### Passage du texte
Les mannoprotéines sont un sujet inépuisable ! Celles libérées au cours de la fermentation par les levures peuvent avoir une incidence sur le pouvoir tannant des vins, à condition d'être en quantité et en qualité suffisantes.
Les mannoprotéines, c'est le sujet à la mode. Elles stabilisent le vin vis-à-vis des précipitations protéiques et tartriques ; elles augmentent la stabilité de la couleur et diminuent l'astringence des tannins ; elles jouent sur la volatilité des arômes, améliorent la finesse et la persistance des bulles des effervescents ; elles stimulent la fermentation malolactique. Mais cette famille est vaste, très vaste, et toutes les mannoprotéines sont loin d'offrir ces propriétés. De plus, celle qui joue sur un paramètre n'a pas forcément d'incidence sur les autres.
Les levures libèrent des mannoprotéines pendant l'élevage sur lies, mais également au cours de la fermentation alcoolique. Ces mannoprotéines sont des polysaccharides contenant une fraction protéique. Iolanda Rosi, à l'université de Florence, a comparé la quantité de polysaccharides libérée par plusieurs souches au cours de cette fermentation. Placées dans un moût synthétique qui en était totalement dépourvu, ces levures ont montré des performances bien distinctes. Seules, quelques-unes ont dépassé la barre des 100 mg/l : la BM 45, la S6U, la CY 3079, l'EC 1118, l'Uvaferm DGI 299, la Levuline BRG ou l'ICV D 254.
A l'Institut coopératif du vin, Dominique Delteil n'est pas étonné des performances de l'ICV D 254, sélectionnée justement parce qu'elle permet d'obtenir des vins plus ronds en bouche. ' Elle joue sur le volume, l'intensité tannique, dès les premiers jours de fermentation, y compris lors de cuvaison courte, explique-t-il, mais de nombreuses molécules jouent sur les sensations tactiles : les polysaccharides du raisin, les métabolites libérées par les bactéries, mais aussi de plus petites molécules, comme des composés d'arômes. Tout est une affaire d'équilibre. '
Cette production de mannoprotéines est très dépendante de la composition du milieu, de sa température. Il semble que plus la charge colloïdale du moût est faible, plus la levure libère des polysaccharides. La thèse que vient de soutenir Patrick Vuchot, à l'Inra de Montpellier, confirme l'importance du milieu. Dans ses conditions expérimentales, la quantité de polysaccharides produite au cours de la fermentation variait du simple au double en fonction des souches étudiées, mais ses observations ne concordent pas tout à fait avec celles de Iolanda Rosi. Il explique ces divergences par un milieu d'étude différent et l'utilisation d'autres méthodes analytiques.
Ces polysaccharides, produits en quantités distinctes, ne sont pas tous de même nature. Sandra Escot, qui poursuit sa thèse à l'Institut universitaire de Dijon, travaille sur la RC 212, sélectionnée pour sa capacité à préserver la couleur des vins rouges, notamment du pinot noir en Bourgogne, et la BM 45, issue d'un travail de sélection en Italie pour le Brunello di Montalcino. D'après Iolanda Rosi, la première produit deux fois moins de polysaccharides que la seconde, au cours de la fermentation. Sandra Escot a aussi montré que ces mannoprotéines n'étaient pas les mêmes.

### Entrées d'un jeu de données
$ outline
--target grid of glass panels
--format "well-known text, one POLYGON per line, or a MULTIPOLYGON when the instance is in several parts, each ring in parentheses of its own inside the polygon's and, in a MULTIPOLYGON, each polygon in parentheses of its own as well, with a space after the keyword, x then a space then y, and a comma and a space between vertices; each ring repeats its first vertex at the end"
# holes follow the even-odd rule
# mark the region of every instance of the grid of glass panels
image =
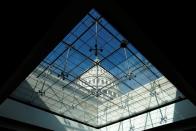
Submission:
POLYGON ((11 97, 99 127, 183 95, 93 9, 11 97), (93 69, 103 72, 83 79, 93 69))

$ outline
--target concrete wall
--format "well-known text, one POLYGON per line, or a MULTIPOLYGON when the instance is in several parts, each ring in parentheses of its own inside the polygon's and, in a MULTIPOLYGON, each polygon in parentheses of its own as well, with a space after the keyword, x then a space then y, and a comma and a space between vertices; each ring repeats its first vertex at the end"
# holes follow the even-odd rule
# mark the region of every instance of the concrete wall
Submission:
POLYGON ((55 131, 94 131, 82 124, 7 99, 0 106, 0 116, 41 126, 55 131))

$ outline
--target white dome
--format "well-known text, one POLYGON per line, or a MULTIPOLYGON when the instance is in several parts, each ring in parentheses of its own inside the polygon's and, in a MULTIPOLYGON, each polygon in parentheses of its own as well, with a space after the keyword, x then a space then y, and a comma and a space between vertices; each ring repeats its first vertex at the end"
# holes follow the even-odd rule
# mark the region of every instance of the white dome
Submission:
MULTIPOLYGON (((96 61, 95 61, 96 62, 96 61)), ((101 66, 96 65, 82 76, 77 84, 89 90, 101 90, 112 97, 118 97, 118 86, 115 85, 116 79, 101 66)))

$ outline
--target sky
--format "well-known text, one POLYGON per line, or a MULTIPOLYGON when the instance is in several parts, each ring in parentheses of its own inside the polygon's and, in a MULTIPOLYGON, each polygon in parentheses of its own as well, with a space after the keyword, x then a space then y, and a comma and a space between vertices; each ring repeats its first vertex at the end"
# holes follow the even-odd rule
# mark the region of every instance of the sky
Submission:
POLYGON ((74 81, 94 66, 96 56, 90 49, 94 49, 97 43, 98 49, 103 49, 98 52, 100 66, 116 80, 121 80, 118 86, 122 92, 126 93, 162 76, 130 41, 127 48, 121 48, 123 40, 127 39, 92 9, 39 66, 46 68, 50 65, 53 74, 64 71, 70 74, 66 79, 74 81), (95 20, 98 21, 97 26, 95 20))

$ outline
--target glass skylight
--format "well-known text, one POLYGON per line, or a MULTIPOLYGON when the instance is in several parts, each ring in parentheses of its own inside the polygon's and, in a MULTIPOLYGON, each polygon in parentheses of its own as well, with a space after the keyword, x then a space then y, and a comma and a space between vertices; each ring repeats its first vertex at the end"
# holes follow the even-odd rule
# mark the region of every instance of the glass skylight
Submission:
MULTIPOLYGON (((94 127, 184 98, 94 9, 11 97, 94 127)), ((157 121, 166 121, 164 112, 157 121)))

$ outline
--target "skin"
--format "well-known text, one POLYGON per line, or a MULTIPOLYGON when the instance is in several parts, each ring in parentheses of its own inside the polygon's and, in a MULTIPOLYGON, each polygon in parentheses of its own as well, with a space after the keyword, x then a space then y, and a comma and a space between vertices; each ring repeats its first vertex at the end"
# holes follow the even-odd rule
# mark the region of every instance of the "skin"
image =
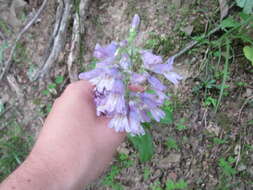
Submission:
POLYGON ((30 155, 0 190, 82 189, 102 174, 124 140, 125 133, 108 128, 108 121, 96 116, 92 85, 70 84, 56 99, 30 155))

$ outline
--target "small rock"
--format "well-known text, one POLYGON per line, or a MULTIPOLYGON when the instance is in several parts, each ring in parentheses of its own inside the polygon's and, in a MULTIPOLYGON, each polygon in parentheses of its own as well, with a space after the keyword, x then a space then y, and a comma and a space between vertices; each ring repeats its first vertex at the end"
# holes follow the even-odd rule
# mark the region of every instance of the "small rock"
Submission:
POLYGON ((174 181, 176 181, 176 179, 177 179, 177 174, 176 174, 175 172, 171 172, 171 173, 169 173, 169 178, 170 178, 170 179, 173 179, 174 181))
POLYGON ((247 167, 246 167, 244 164, 240 164, 240 165, 238 166, 238 168, 237 168, 237 170, 238 170, 239 172, 244 171, 244 170, 246 170, 246 169, 247 169, 247 167))
POLYGON ((125 147, 119 147, 118 149, 117 149, 117 151, 119 152, 119 153, 121 153, 121 154, 126 154, 126 155, 129 155, 129 150, 127 149, 127 148, 125 148, 125 147))
POLYGON ((252 96, 252 94, 253 94, 253 90, 250 88, 247 88, 246 93, 245 93, 246 97, 250 97, 250 96, 252 96))
POLYGON ((154 172, 154 174, 152 175, 151 180, 155 180, 155 179, 161 177, 161 175, 162 175, 162 171, 161 171, 160 169, 158 169, 158 170, 156 170, 156 171, 154 172))
POLYGON ((172 0, 172 4, 178 9, 182 5, 182 0, 172 0))
POLYGON ((193 28, 194 28, 194 26, 188 25, 184 28, 181 28, 181 31, 186 33, 188 36, 190 36, 192 34, 193 28))
POLYGON ((166 158, 162 159, 158 166, 161 168, 169 168, 172 163, 179 162, 181 158, 181 154, 178 153, 171 153, 166 158))

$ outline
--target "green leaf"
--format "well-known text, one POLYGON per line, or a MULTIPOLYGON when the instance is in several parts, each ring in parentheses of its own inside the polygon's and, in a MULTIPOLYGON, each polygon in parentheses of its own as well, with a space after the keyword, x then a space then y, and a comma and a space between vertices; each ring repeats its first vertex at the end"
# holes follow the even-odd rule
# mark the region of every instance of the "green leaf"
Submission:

### Consigne
Dites si chaque affirmation ci-dessous concorde avec le texte sur les levures et le vin, en répondant par oui ou non et en citant les mots décisifs du texte.
1. Au cours de la fermentation, la RC 212 produit deux fois moins de polysaccharides que la BM 45.
2. Les observations de Patrick Vuchot concordent entièrement avec celles de Iolanda Rosi.
3. Le moût synthétique employé pour comparer les souches contenait déjà des polysaccharides.

### Bonne réponse
1. Oui : « la première produit deux fois moins de polysaccharides que la seconde, au cours de la fermentation ».
2. Non : « ses observations ne concordent pas tout à fait avec celles de Iolanda Rosi ».
3. Non : « Placées dans un moût synthétique qui en était totalement dépourvu ».